Location identification entries

- - -

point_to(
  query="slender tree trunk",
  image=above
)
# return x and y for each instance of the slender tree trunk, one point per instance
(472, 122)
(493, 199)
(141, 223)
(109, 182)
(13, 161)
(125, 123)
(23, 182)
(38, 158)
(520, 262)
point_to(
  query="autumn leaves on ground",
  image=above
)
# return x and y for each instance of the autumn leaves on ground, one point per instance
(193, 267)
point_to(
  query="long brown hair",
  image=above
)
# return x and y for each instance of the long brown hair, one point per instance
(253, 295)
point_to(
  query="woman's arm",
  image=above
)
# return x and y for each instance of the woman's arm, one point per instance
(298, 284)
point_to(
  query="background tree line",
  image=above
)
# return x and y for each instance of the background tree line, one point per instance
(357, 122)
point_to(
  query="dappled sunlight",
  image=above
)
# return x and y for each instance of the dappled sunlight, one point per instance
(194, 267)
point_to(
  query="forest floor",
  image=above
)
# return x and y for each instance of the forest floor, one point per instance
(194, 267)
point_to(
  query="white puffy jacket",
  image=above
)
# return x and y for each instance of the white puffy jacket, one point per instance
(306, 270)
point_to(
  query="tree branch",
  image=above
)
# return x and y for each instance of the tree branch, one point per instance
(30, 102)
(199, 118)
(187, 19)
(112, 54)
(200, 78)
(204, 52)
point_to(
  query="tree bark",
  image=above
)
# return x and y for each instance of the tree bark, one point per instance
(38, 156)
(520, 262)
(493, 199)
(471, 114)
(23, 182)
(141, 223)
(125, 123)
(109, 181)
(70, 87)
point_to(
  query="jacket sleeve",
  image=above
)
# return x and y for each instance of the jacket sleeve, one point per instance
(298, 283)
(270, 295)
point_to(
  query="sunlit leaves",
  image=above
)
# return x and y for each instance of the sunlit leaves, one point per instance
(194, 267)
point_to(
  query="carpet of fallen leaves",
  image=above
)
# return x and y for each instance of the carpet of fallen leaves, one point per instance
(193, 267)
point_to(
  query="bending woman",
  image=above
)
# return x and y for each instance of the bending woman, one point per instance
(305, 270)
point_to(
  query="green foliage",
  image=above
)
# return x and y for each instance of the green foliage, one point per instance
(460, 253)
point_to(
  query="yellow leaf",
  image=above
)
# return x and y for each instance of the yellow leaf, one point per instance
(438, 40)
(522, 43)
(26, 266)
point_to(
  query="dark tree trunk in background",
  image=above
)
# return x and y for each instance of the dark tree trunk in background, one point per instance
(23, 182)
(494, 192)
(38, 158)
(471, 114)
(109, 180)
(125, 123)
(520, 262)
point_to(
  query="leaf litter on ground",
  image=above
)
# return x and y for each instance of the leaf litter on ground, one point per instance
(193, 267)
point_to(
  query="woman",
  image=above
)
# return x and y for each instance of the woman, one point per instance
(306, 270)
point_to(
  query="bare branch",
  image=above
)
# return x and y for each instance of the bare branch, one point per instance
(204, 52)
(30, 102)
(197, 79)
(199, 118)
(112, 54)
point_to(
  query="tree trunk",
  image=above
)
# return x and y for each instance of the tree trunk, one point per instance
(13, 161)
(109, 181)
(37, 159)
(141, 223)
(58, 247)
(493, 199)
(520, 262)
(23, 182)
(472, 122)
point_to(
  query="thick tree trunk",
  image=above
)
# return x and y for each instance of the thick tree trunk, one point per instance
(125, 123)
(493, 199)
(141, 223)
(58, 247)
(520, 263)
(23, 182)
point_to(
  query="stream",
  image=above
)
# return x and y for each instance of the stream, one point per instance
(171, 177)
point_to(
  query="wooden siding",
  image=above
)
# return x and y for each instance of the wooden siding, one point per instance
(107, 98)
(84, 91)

- - -

DIRECTION:
All the data must be duplicated exactly, with nothing added or removed.

RESULT BELOW:
point_to(
  query="slender tree trunk",
  image=above
)
# return x and y for each instance of the slender tree trunk, one point per instance
(472, 122)
(493, 199)
(141, 223)
(109, 182)
(13, 161)
(125, 123)
(23, 182)
(38, 158)
(520, 262)
point_to(
  query="autumn leaves on ground",
  image=above
)
# return x and y for each instance of the autumn leaves on ground, one point per instance
(193, 267)
point_to(
  query="long brown hair",
  image=above
)
# return x and y for each instance of the long brown hair, one point per instance
(253, 295)
point_to(
  query="woman's arm",
  image=above
)
# return x and y for each instance of the woman's arm, one point per instance
(298, 284)
point_to(
  query="background tree line",
  image=above
)
# return x and y for each instance of the background tree line, one point per instance
(357, 122)
point_to(
  query="dappled sunlight",
  image=above
)
# return x and y for each instance of the dappled sunlight, one point per instance
(194, 267)
point_to(
  query="forest floor",
  image=above
)
# return x and y for each instance of the forest floor, one point per instance
(194, 267)
point_to(
  query="white puffy jacket",
  image=above
)
# return x and y for each instance of the white puffy jacket, one point per instance
(306, 270)
point_to(
  query="tree branch",
  image=above
)
# return x and y for each instance of the tree branch, one point per instance
(30, 102)
(199, 118)
(187, 19)
(112, 54)
(200, 78)
(204, 52)
point_to(
  query="tree bark",
  image=above
)
# return x and y for each instance of the tree bark, one point per instance
(38, 156)
(520, 262)
(493, 199)
(471, 114)
(23, 182)
(141, 223)
(125, 123)
(109, 181)
(70, 87)
point_to(
  query="jacket sleeve",
  image=above
)
# return x and y for each instance of the jacket sleeve, one point per instance
(298, 283)
(270, 295)
point_to(
  query="sunlit leaves",
  image=above
)
# return x and y for each instance of the sunlit leaves, one point per instance
(194, 267)
point_to(
  query="carpet of fallen leaves",
  image=above
)
# return x and y for each instance of the carpet of fallen leaves, one point per instance
(193, 267)
point_to(
  query="bending woman",
  image=above
)
# return x and y for each instance of the bending woman, one point per instance
(305, 270)
point_to(
  query="green foliage",
  image=above
)
# return x and y for each instance of the green foliage, one point per instance
(460, 253)
point_to(
  query="yellow leaf",
  image=above
)
# return x and y for each instance of the yellow leaf, one point per instance
(438, 40)
(522, 43)
(26, 266)
point_to(
  query="dark tree trunk in background",
  image=above
)
# return x and y for each instance of the dark tree trunk in background, one point per instance
(23, 182)
(494, 192)
(38, 158)
(471, 114)
(109, 180)
(125, 123)
(520, 262)
point_to(
  query="leaf litter on ground",
  image=above
)
# return x and y for each instance of the leaf litter on ground, one point per instance
(193, 267)
point_to(
  query="woman",
  image=above
)
# return x and y for each instance of the woman, one point per instance
(306, 270)
point_to(
  query="bare branch",
  image=above
)
# return x and y for each instance of the bare branch, one point per instance
(204, 52)
(30, 102)
(197, 79)
(199, 118)
(112, 54)
point_to(
  query="tree trunk",
  image=above
)
# return x and y for each instance of the tree trunk, one point per instance
(13, 161)
(109, 181)
(37, 159)
(141, 223)
(58, 247)
(493, 199)
(520, 262)
(23, 182)
(472, 122)
point_to(
  query="thick tree trunk",
  image=above
)
# return x and y for each instance of the thick tree trunk, one point per instance
(125, 123)
(493, 199)
(141, 223)
(58, 247)
(520, 263)
(23, 182)
point_to(
  query="stream",
  image=above
)
# return x and y for each instance of the stream, one point per instance
(171, 177)
point_to(
  query="wooden siding",
  image=above
)
# return x and y for each instance of the wooden siding, one point per instance
(107, 98)
(84, 91)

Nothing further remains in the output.